In the listing below, locate the line containing "of the diced"; reproduce that line and all lines that follow it, unchanged.

(Location labeling records)
___
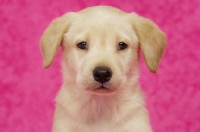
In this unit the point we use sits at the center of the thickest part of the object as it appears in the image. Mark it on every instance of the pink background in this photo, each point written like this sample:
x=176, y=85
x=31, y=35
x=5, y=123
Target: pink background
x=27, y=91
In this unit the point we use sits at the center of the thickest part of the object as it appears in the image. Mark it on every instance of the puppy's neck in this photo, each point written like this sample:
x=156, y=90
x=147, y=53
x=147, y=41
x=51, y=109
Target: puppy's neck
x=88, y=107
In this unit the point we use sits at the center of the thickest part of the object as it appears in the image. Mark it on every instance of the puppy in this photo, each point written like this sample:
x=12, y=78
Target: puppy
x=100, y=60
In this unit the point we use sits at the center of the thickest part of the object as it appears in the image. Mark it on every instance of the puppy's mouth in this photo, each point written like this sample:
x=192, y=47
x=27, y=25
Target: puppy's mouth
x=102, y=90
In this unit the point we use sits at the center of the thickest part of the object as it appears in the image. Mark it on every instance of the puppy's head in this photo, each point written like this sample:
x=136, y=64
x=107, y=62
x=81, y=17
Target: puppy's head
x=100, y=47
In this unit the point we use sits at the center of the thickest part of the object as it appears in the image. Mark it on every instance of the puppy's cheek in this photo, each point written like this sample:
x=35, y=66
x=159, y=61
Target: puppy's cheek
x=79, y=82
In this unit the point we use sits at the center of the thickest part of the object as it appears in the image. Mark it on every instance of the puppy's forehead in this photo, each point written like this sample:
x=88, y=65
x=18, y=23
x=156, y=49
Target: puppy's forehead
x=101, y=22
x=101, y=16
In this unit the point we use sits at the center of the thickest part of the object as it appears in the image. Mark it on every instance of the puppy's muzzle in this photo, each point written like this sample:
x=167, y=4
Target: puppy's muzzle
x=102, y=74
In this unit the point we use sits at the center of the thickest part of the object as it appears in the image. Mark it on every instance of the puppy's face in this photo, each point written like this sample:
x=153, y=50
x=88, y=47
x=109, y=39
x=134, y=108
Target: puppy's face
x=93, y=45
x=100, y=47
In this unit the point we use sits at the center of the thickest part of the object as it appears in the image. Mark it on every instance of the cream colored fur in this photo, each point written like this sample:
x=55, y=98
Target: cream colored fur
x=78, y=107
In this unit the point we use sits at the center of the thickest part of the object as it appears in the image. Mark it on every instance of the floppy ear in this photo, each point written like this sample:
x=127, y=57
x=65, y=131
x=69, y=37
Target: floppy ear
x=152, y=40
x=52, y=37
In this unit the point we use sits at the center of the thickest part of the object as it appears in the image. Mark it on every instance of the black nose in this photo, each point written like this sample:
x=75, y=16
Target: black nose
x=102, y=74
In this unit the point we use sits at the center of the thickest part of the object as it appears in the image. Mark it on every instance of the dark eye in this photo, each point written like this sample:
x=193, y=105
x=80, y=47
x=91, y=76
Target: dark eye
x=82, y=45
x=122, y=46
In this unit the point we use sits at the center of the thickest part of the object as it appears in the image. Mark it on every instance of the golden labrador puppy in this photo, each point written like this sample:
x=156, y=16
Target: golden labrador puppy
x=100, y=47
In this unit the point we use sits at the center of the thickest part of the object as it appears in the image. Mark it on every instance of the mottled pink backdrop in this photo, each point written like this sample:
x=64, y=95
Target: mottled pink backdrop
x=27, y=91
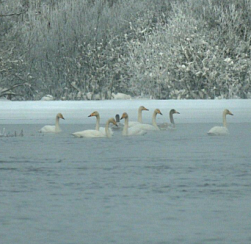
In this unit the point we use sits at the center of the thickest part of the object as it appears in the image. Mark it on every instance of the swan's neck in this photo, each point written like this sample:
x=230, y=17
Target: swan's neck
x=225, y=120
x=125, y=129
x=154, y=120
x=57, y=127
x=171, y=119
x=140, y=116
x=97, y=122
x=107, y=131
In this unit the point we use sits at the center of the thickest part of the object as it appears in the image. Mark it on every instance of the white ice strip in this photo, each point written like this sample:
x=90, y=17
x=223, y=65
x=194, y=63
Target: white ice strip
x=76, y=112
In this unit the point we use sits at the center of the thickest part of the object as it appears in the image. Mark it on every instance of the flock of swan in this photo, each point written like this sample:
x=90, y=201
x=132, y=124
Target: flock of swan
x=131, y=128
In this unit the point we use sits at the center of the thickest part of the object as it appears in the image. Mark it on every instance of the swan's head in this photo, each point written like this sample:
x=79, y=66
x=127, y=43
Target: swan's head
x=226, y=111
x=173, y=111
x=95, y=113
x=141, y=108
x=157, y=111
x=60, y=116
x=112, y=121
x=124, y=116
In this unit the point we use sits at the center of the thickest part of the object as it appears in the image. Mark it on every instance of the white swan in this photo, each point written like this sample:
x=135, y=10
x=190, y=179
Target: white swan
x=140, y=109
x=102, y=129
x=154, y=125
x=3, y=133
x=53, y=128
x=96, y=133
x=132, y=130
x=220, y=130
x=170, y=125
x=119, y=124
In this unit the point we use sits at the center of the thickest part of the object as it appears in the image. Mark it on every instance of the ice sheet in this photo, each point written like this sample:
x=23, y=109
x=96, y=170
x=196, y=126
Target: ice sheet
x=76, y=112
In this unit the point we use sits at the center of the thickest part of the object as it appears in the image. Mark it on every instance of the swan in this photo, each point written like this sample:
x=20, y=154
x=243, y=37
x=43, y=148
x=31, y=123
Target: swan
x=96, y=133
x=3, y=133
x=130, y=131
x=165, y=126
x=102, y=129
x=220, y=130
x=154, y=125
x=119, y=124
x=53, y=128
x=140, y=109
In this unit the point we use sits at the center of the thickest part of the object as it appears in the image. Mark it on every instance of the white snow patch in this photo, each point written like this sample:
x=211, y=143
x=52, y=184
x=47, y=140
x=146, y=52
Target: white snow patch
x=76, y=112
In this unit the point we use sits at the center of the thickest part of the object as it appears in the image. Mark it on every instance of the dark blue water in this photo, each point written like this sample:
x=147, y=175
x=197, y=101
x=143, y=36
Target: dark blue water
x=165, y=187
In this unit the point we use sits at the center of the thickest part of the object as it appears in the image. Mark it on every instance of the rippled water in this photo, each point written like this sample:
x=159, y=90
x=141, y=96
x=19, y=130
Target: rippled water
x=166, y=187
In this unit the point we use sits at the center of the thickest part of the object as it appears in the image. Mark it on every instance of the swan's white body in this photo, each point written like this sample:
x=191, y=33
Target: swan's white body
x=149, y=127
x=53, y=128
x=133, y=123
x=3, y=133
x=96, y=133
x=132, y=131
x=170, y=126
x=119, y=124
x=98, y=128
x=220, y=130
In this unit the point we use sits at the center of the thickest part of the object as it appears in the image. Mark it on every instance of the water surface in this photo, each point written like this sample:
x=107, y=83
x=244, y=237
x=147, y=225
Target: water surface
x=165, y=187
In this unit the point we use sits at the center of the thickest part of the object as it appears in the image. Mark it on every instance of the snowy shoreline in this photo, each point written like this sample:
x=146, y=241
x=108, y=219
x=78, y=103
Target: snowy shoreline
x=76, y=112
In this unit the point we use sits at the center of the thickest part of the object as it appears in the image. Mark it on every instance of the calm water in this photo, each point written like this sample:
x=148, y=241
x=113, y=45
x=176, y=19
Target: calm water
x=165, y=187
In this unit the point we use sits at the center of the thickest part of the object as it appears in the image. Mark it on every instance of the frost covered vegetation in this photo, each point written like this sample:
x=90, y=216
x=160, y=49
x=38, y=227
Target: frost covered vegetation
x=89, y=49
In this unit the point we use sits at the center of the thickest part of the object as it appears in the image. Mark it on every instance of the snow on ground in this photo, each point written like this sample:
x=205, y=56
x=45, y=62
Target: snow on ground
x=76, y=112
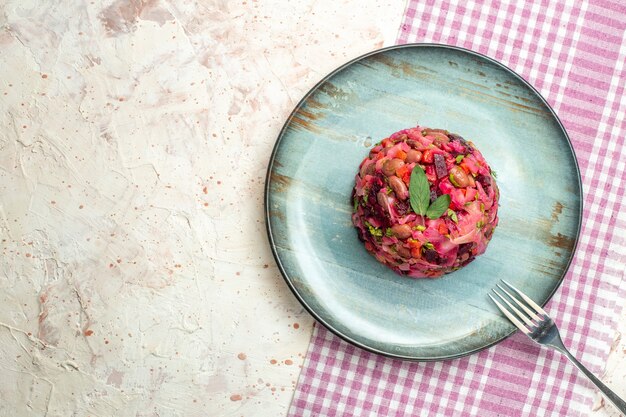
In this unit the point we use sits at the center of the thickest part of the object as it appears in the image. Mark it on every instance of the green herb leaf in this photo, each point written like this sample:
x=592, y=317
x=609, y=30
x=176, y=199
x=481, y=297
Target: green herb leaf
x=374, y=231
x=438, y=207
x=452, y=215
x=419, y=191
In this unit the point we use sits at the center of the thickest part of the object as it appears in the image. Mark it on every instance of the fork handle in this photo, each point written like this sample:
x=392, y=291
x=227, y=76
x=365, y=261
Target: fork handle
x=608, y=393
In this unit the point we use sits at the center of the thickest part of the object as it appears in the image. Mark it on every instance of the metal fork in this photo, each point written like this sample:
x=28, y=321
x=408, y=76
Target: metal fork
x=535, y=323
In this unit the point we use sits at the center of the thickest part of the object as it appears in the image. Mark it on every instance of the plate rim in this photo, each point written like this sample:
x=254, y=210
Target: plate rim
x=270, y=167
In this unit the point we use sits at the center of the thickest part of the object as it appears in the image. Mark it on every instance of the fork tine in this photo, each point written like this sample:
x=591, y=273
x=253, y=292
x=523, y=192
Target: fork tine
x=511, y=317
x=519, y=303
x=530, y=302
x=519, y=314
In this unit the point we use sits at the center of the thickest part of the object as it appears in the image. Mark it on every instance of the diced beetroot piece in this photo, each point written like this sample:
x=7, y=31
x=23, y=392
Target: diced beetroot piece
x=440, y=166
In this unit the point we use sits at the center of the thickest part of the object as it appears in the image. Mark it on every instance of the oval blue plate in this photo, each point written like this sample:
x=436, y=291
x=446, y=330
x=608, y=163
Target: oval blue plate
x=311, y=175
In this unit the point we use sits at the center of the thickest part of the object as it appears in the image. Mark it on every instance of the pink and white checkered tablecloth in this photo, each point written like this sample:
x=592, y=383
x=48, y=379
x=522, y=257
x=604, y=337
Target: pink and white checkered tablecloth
___
## Result of this exercise
In this unit the point we use sits at the center of the thickest part of the object as it appears in the image. Mark it on every instance of the diced beetroot piece in this photo, each point written like this sample:
x=7, y=31
x=23, y=392
Target: diced beetroot piece
x=440, y=166
In this unit the point we use sits at the center of the thickest part of the object as it appears in the image. Mark it on every instance of the oval blue plate in this photo, each point written like this sample:
x=436, y=291
x=446, y=330
x=608, y=163
Target: oval blue plate
x=311, y=175
In this unit the point we use sits at the center of the thickest part of the object as it appears in the image. Mark it on every instance of the pink and white checkered tablecloth in this photo, each point written like this sample:
x=592, y=383
x=48, y=379
x=522, y=257
x=604, y=337
Target: pink and white checkered tablecloth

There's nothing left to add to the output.